- Exercise requirements: Would you set down each line of the data below exactly?

[Data items]
============

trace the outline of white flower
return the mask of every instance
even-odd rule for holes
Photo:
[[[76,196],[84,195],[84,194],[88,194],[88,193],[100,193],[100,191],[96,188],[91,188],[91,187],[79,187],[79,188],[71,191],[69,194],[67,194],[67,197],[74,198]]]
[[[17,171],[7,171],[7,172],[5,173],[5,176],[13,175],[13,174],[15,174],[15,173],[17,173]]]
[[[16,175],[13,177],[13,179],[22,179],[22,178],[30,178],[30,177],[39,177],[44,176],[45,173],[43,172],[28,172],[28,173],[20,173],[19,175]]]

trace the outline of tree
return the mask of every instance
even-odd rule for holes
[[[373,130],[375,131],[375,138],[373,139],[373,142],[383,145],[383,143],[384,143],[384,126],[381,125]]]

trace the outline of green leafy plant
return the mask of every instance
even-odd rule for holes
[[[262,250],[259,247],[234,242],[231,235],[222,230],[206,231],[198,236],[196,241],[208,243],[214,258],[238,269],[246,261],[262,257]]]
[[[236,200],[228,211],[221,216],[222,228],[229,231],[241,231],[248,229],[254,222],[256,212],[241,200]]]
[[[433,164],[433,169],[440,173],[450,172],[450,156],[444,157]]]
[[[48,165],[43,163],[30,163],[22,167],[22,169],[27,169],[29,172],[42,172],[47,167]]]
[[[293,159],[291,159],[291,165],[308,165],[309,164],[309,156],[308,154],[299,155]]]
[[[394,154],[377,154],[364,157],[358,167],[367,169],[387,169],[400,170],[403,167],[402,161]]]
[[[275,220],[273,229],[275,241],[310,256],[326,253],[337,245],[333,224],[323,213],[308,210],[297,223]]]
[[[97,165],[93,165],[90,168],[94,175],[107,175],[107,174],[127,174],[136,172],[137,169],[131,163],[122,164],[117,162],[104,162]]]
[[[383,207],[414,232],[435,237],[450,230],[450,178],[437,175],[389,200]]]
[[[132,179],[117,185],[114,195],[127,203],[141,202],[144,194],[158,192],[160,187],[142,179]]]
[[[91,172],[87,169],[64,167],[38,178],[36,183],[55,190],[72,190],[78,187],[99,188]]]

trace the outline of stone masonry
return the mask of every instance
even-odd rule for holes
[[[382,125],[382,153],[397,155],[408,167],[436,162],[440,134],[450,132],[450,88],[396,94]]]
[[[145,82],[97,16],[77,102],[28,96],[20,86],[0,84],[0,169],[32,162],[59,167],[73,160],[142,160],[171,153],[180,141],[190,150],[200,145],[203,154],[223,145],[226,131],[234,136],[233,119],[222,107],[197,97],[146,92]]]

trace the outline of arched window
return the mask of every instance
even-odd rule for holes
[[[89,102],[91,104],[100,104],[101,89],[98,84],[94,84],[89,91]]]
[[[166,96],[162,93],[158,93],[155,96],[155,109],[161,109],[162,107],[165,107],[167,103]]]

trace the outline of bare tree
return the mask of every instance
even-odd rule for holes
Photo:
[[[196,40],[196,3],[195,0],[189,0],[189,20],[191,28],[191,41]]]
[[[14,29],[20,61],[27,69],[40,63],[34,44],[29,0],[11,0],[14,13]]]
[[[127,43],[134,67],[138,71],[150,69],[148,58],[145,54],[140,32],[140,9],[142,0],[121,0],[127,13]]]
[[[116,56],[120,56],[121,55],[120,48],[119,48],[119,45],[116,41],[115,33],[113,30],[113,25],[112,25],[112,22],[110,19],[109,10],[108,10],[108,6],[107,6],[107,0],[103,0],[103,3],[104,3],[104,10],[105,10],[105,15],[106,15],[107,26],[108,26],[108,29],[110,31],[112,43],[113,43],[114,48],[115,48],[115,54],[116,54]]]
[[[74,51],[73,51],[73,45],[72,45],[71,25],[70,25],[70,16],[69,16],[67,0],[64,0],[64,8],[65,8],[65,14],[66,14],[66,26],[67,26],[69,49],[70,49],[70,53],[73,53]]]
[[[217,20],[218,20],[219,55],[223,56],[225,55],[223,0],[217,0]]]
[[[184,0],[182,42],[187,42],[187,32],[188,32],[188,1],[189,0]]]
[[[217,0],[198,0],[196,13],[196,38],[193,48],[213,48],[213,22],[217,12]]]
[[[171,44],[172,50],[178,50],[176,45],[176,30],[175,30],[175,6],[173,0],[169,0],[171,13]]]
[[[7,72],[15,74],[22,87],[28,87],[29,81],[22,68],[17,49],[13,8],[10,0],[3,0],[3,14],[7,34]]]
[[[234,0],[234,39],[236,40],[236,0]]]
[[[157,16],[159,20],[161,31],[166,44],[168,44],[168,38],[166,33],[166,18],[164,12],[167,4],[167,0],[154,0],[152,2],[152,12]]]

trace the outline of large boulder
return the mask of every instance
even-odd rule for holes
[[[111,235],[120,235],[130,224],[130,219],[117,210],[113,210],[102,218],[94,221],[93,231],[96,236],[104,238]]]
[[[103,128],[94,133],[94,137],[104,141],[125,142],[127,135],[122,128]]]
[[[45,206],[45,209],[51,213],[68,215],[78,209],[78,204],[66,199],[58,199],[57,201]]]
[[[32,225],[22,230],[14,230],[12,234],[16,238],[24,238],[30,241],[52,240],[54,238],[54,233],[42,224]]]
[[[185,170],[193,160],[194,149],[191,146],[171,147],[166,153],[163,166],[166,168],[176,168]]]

============

- Result of this task:
trace the outline of white flower
return the mask of every instance
even-odd rule for holes
Photo:
[[[76,196],[84,195],[84,194],[88,194],[88,193],[100,193],[100,191],[96,188],[91,188],[91,187],[79,187],[79,188],[71,191],[69,194],[67,194],[67,197],[74,198]]]
[[[17,171],[7,171],[7,172],[5,173],[5,176],[13,175],[13,174],[15,174],[15,173],[17,173]]]
[[[16,175],[13,177],[13,179],[22,179],[22,178],[30,178],[30,177],[39,177],[44,176],[45,173],[43,172],[28,172],[28,173],[20,173],[19,175]]]

trace the outline of tree
return the mask of every instance
even-odd rule for holes
[[[373,130],[375,131],[375,138],[373,139],[373,142],[383,145],[383,143],[384,143],[384,126],[381,125]]]

trace the outline of green leafy plant
return the mask of every instance
even-odd rule for holes
[[[262,250],[259,247],[234,242],[231,235],[222,230],[206,231],[198,236],[196,241],[208,243],[214,258],[238,269],[246,261],[262,257]]]
[[[236,200],[228,211],[221,216],[222,228],[229,231],[241,231],[248,229],[254,222],[256,212],[241,200]]]
[[[433,164],[433,169],[440,173],[450,172],[450,156],[444,157]]]
[[[48,165],[43,163],[30,163],[22,167],[22,169],[27,169],[29,172],[42,172],[47,167]]]
[[[293,159],[291,159],[291,165],[308,165],[309,164],[309,156],[308,154],[299,155]]]
[[[394,154],[377,154],[364,157],[358,167],[367,169],[387,169],[400,170],[403,167],[402,161]]]
[[[275,220],[273,229],[275,241],[310,256],[326,253],[337,245],[333,224],[323,213],[308,210],[297,223]]]
[[[97,165],[93,165],[90,168],[94,175],[107,175],[107,174],[127,174],[136,172],[137,169],[131,163],[122,164],[117,162],[104,162]]]
[[[383,207],[414,232],[435,237],[450,230],[450,178],[437,175],[389,200]]]
[[[132,179],[117,185],[114,195],[127,203],[141,202],[144,194],[158,192],[160,187],[142,179]]]
[[[91,172],[87,169],[64,167],[38,178],[36,183],[55,190],[72,190],[78,187],[99,188]]]

trace the outline of stone masonry
return the mask of every instance
even-odd rule for holes
[[[382,125],[382,153],[397,155],[408,167],[436,162],[440,134],[450,132],[450,88],[396,94]]]
[[[145,82],[97,16],[77,102],[28,96],[20,86],[0,84],[0,169],[32,162],[59,167],[73,160],[142,160],[171,153],[180,141],[190,150],[200,145],[203,154],[223,145],[226,131],[234,136],[233,119],[222,107],[197,97],[146,92]]]

trace the outline of arched window
return the mask of every instance
even-odd rule for holes
[[[89,102],[91,104],[100,104],[101,89],[98,84],[94,84],[89,91]]]
[[[166,96],[162,93],[158,93],[155,96],[155,109],[161,109],[162,107],[165,107],[167,103]]]

trace the outline of bare tree
return the mask of every instance
even-odd rule for holes
Photo:
[[[196,40],[196,3],[195,0],[189,0],[189,20],[191,28],[191,41]]]
[[[14,29],[20,61],[27,69],[40,63],[34,44],[29,0],[11,0],[14,13]]]
[[[127,43],[134,67],[138,71],[150,69],[148,58],[145,54],[140,32],[140,9],[142,0],[121,0],[127,13]]]
[[[116,56],[120,56],[121,55],[120,48],[119,48],[119,45],[116,41],[115,33],[113,30],[113,25],[112,25],[112,22],[110,19],[109,10],[108,10],[108,6],[107,6],[107,0],[103,0],[103,3],[104,3],[104,10],[105,10],[105,15],[106,15],[107,26],[108,26],[108,29],[110,31],[112,43],[113,43],[114,48],[115,48],[115,54],[116,54]]]
[[[74,51],[73,51],[73,45],[72,45],[71,25],[70,25],[70,16],[69,16],[67,0],[64,0],[64,8],[65,8],[65,14],[66,14],[66,26],[67,26],[69,49],[70,49],[70,53],[73,53]]]
[[[217,20],[218,20],[219,55],[223,56],[225,55],[223,0],[217,0]]]
[[[184,0],[182,42],[187,42],[187,32],[188,32],[188,1],[189,0]]]
[[[217,0],[198,0],[196,13],[196,38],[193,48],[213,48],[213,22],[217,12]]]
[[[171,44],[172,50],[178,50],[176,45],[176,30],[175,30],[175,6],[173,0],[169,0],[171,13]]]
[[[7,72],[15,74],[22,87],[28,87],[29,81],[22,68],[17,49],[13,8],[10,0],[3,0],[3,14],[7,34]]]
[[[234,0],[234,39],[236,40],[236,0]]]
[[[157,16],[159,20],[161,31],[166,44],[168,44],[168,38],[166,33],[166,18],[164,12],[167,4],[167,0],[154,0],[152,2],[152,12]]]

trace the outline of large boulder
return the mask of every instance
even-odd rule for holes
[[[111,235],[120,235],[130,224],[130,219],[117,210],[113,210],[102,218],[94,221],[93,231],[96,236],[104,238]]]
[[[103,128],[94,133],[94,137],[104,141],[125,142],[127,135],[122,128]]]
[[[45,206],[45,209],[51,213],[68,215],[78,209],[78,204],[66,199],[58,199],[57,201]]]
[[[32,225],[22,230],[14,230],[12,234],[16,238],[24,238],[30,241],[52,240],[54,238],[54,233],[42,224]]]
[[[185,170],[193,160],[194,149],[191,146],[171,147],[166,153],[163,166],[166,168],[176,168]]]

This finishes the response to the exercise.